TEXT SECTION:
Who better than Branagh, who also wrote the script, to send up the world of Shakespearean acting? Tale’s wry observations on acting in general and on acting Shakespeare in particular have the unmistakable ring of truth to them, as when one of the film’s characters offers some sage advice to actors who have never tackled the Bard. If you can’t remember your lines, he advises, say, “Crouch we here, and lurk.” The film’s protagonist, Joe Harper, uses Laurence Olivier’s autobiography to chart the progress of his acting career, despairing that he falls behind by Chapter 4. (This is presumably not a problem that Branagh himself, who has already published the first volume of his autobiography, is likely to have.) Of course, most of this talented ensemble cast—Tale has 10 major characters—are Shakespearean actors, too. Almost all were students together at the Royal Academy of Dramatic Arts or perform in Branagh’s Renaissance Theater Company.
Joe (Michael Maloney) hasn’t worked in a year, and settles upon staging Hamlet as a means of reviving his faith in himself and his career. Borrowing the money from his waspish agent, Margaretta D’Arcy (Joan Collins—an unexpected pleasure cast against type), Joe holds auditions for the motley crew of actors interested in a low-paying, Christmastime engagement involving travel to the country and three weeks of communal living. After eliminating the tap dancers and puppeteers, Joe is left with a cast of six: cantankerous Henry Wakefield (Richard Briers), ingratiating Vernon Spatch (Mark Hadfield), humorless Tom Newman (Nicholas Farrell), perpetually inebriated Carnforth Greville (Gerard Horan), flamboyantly gay Terry Du Bois (John Sessions), and flaky Nina (Julia Sawalha). Together they pile clown-car-style into Joe’s station wagon and drive to the little town of Hope. There, joined by Joe’s likable sister Molly (Hetta Charnley) and otherworldly costume designer Fadge (Celia Imrie), the group commences rehearsals in a disused local church.

ROWS:
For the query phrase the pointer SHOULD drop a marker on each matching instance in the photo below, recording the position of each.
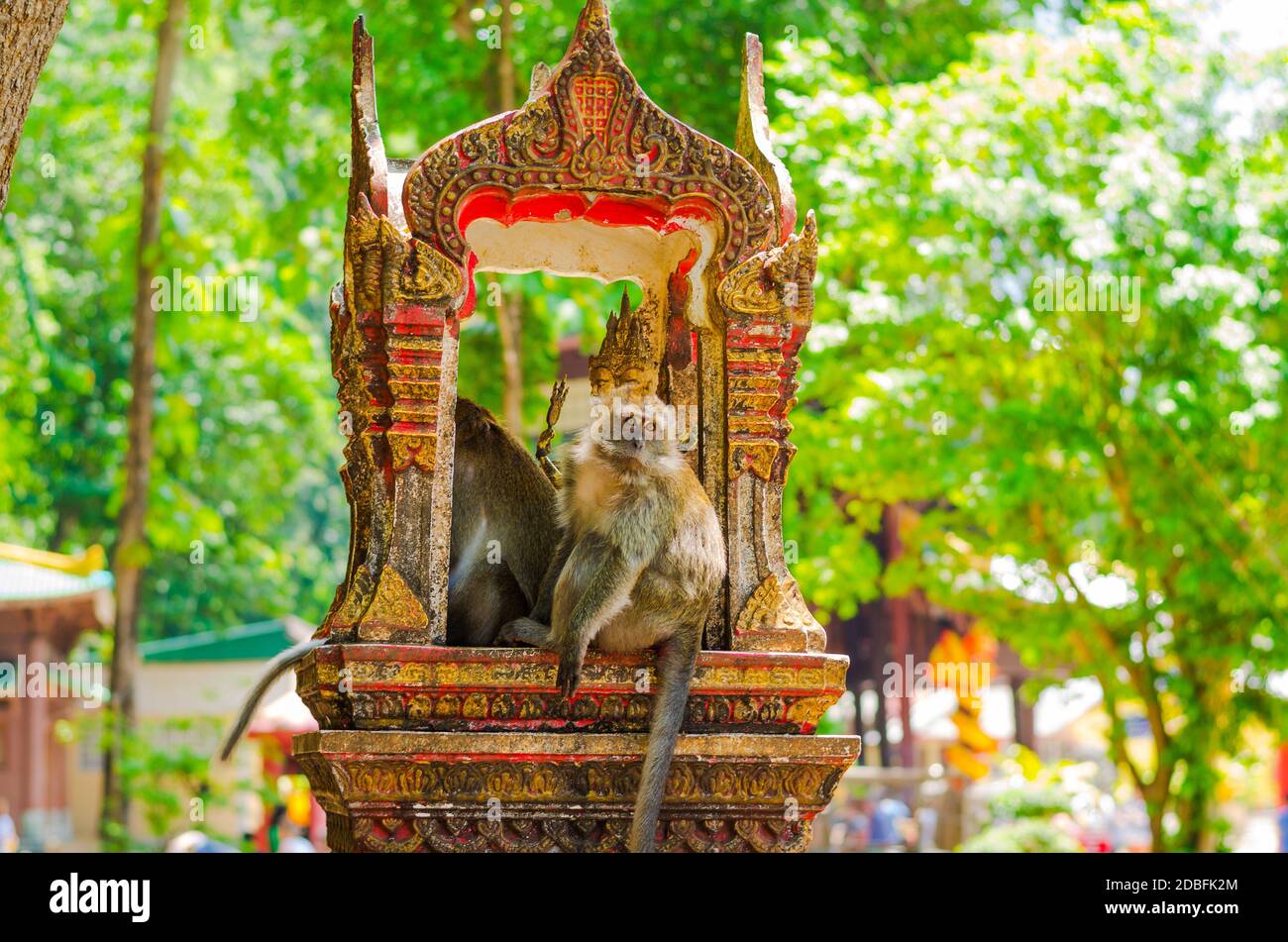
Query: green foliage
(1028, 802)
(246, 442)
(1028, 835)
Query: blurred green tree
(1099, 476)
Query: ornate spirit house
(426, 747)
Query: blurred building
(47, 601)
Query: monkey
(503, 528)
(503, 534)
(639, 565)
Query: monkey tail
(675, 665)
(274, 670)
(471, 552)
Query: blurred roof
(34, 577)
(256, 641)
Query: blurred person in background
(8, 831)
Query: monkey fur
(639, 565)
(503, 533)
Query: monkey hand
(524, 631)
(570, 672)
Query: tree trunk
(509, 319)
(132, 536)
(27, 33)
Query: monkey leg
(544, 605)
(595, 584)
(526, 631)
(677, 661)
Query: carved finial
(626, 357)
(540, 81)
(752, 139)
(369, 171)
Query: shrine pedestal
(475, 749)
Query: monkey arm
(546, 593)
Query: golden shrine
(428, 747)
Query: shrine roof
(254, 641)
(34, 576)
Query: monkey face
(635, 429)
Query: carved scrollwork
(588, 126)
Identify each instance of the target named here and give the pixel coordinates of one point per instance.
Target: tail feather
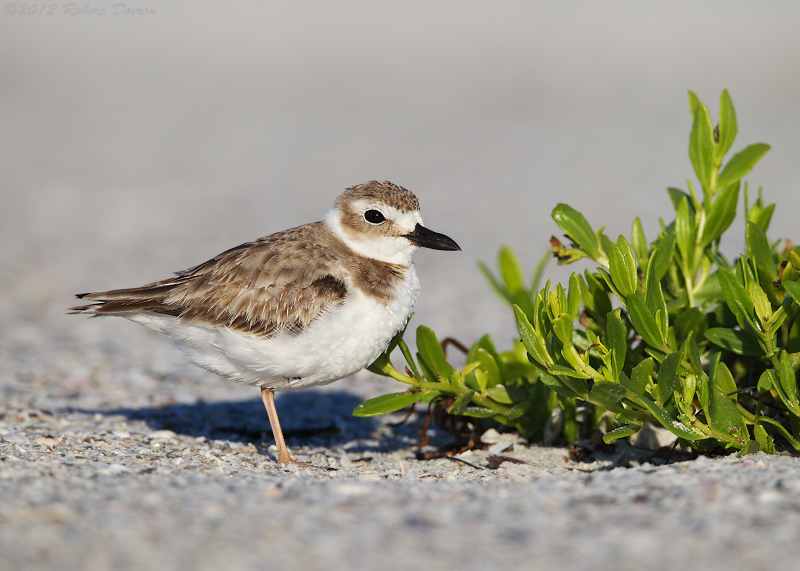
(150, 297)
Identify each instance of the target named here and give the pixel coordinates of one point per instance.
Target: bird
(298, 308)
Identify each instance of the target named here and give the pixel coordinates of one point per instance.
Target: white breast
(336, 345)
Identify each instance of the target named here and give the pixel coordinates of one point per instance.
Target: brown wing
(282, 282)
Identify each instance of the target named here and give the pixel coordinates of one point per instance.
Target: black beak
(425, 238)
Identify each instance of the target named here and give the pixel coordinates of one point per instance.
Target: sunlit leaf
(742, 163)
(385, 404)
(577, 228)
(723, 211)
(644, 322)
(758, 249)
(432, 352)
(727, 123)
(733, 340)
(621, 432)
(701, 145)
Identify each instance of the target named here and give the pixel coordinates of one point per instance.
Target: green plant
(707, 347)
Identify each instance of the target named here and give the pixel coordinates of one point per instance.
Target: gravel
(108, 464)
(136, 146)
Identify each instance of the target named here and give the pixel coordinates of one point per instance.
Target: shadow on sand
(308, 418)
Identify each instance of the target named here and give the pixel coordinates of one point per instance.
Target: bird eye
(374, 217)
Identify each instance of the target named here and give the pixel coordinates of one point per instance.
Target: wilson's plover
(302, 307)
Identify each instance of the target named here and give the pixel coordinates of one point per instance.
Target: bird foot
(286, 463)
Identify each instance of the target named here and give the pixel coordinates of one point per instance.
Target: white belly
(334, 346)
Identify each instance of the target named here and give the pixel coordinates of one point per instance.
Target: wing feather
(260, 287)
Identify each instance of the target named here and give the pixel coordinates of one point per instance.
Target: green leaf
(725, 417)
(685, 232)
(478, 412)
(608, 393)
(621, 432)
(640, 377)
(742, 163)
(577, 228)
(511, 271)
(694, 355)
(702, 146)
(765, 441)
(496, 286)
(499, 394)
(488, 365)
(562, 327)
(760, 302)
(461, 402)
(723, 379)
(767, 379)
(432, 353)
(734, 292)
(668, 376)
(666, 248)
(727, 123)
(676, 195)
(723, 211)
(595, 298)
(793, 289)
(617, 340)
(653, 295)
(573, 297)
(519, 409)
(789, 384)
(534, 343)
(387, 403)
(674, 426)
(758, 249)
(738, 342)
(638, 240)
(623, 267)
(644, 322)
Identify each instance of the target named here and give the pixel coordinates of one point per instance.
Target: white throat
(391, 249)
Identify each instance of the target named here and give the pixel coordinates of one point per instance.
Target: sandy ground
(134, 146)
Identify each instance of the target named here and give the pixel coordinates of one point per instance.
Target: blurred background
(132, 146)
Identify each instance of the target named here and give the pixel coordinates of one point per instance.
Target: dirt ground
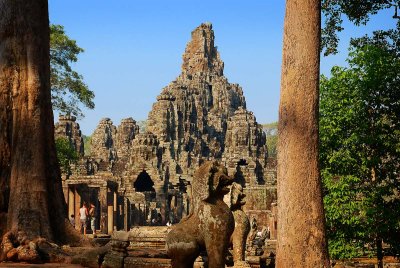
(28, 265)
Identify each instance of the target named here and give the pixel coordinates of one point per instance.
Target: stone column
(126, 209)
(77, 204)
(161, 199)
(103, 209)
(71, 203)
(115, 209)
(110, 211)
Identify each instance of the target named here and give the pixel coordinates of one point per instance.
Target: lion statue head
(211, 180)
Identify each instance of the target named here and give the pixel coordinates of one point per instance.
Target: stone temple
(137, 179)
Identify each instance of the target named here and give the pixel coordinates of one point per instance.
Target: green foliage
(360, 151)
(66, 154)
(68, 90)
(357, 11)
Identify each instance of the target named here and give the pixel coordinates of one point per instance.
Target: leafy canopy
(68, 90)
(357, 11)
(360, 151)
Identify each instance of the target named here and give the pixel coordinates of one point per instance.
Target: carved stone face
(237, 196)
(224, 181)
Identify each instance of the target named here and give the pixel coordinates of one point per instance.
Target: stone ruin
(138, 179)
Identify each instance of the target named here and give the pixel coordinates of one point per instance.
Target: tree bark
(301, 221)
(36, 203)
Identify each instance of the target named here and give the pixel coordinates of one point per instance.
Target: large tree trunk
(301, 222)
(36, 203)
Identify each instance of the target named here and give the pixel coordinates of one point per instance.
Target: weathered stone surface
(242, 226)
(102, 147)
(210, 224)
(92, 257)
(67, 127)
(199, 116)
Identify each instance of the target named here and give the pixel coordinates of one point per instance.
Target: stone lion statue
(210, 223)
(242, 226)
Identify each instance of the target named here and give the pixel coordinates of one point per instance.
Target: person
(92, 212)
(72, 220)
(83, 214)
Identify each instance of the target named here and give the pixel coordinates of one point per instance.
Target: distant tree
(66, 154)
(357, 11)
(360, 152)
(301, 222)
(68, 90)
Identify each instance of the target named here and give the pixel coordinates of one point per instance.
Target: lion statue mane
(210, 224)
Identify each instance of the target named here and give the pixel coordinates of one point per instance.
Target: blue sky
(133, 48)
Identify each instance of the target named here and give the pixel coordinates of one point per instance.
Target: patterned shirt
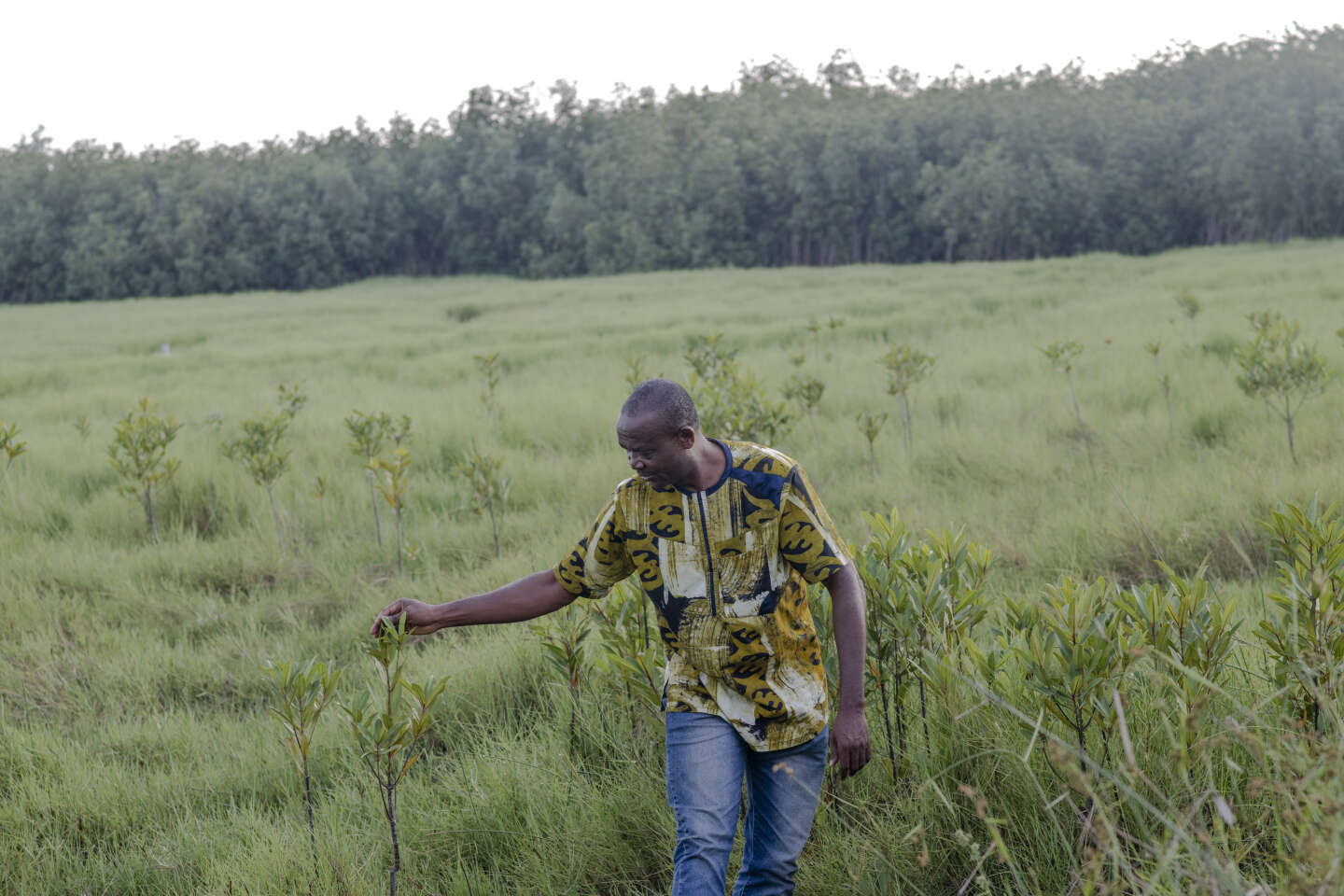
(726, 569)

WORK TO COMPLETE: Can you reproduce the whole passage about the film Tale, found above the listing, word for word?

OUTPUT OF THE EXERCISE:
Who better than Branagh, who also wrote the script, to send up the world of Shakespearean acting? Tale’s wry observations on acting in general and on acting Shakespeare in particular have the unmistakable ring of truth to them, as when one of the film’s characters offers some sage advice to actors who have never tackled the Bard. If you can’t remember your lines, he advises, say, “Crouch we here, and lurk.” The film’s protagonist, Joe Harper, uses Laurence Olivier’s autobiography to chart the progress of his acting career, despairing that he falls behind by Chapter 4. (This is presumably not a problem that Branagh himself, who has already published the first volume of his autobiography, is likely to have.) Of course, most of this talented ensemble cast—Tale has 10 major characters—are Shakespearean actors, too. Almost all were students together at the Royal Academy of Dramatic Arts or perform in Branagh’s Renaissance Theater Company.
Joe (Michael Maloney) hasn’t worked in a year, and settles upon staging Hamlet as a means of reviving his faith in himself and his career. Borrowing the money from his waspish agent, Margaretta D’Arcy (Joan Collins—an unexpected pleasure cast against type), Joe holds auditions for the motley crew of actors interested in a low-paying, Christmastime engagement involving travel to the country and three weeks of communal living. After eliminating the tap dancers and puppeteers, Joe is left with a cast of six: cantankerous Henry Wakefield (Richard Briers), ingratiating Vernon Spatch (Mark Hadfield), humorless Tom Newman (Nicholas Farrell), perpetually inebriated Carnforth Greville (Gerard Horan), flamboyantly gay Terry Du Bois (John Sessions), and flaky Nina (Julia Sawalha). Together they pile clown-car-style into Joe’s station wagon and drive to the little town of Hope. There, joined by Joe’s likable sister Molly (Hetta Charnley) and otherworldly costume designer Fadge (Celia Imrie), the group commences rehearsals in a disused local church.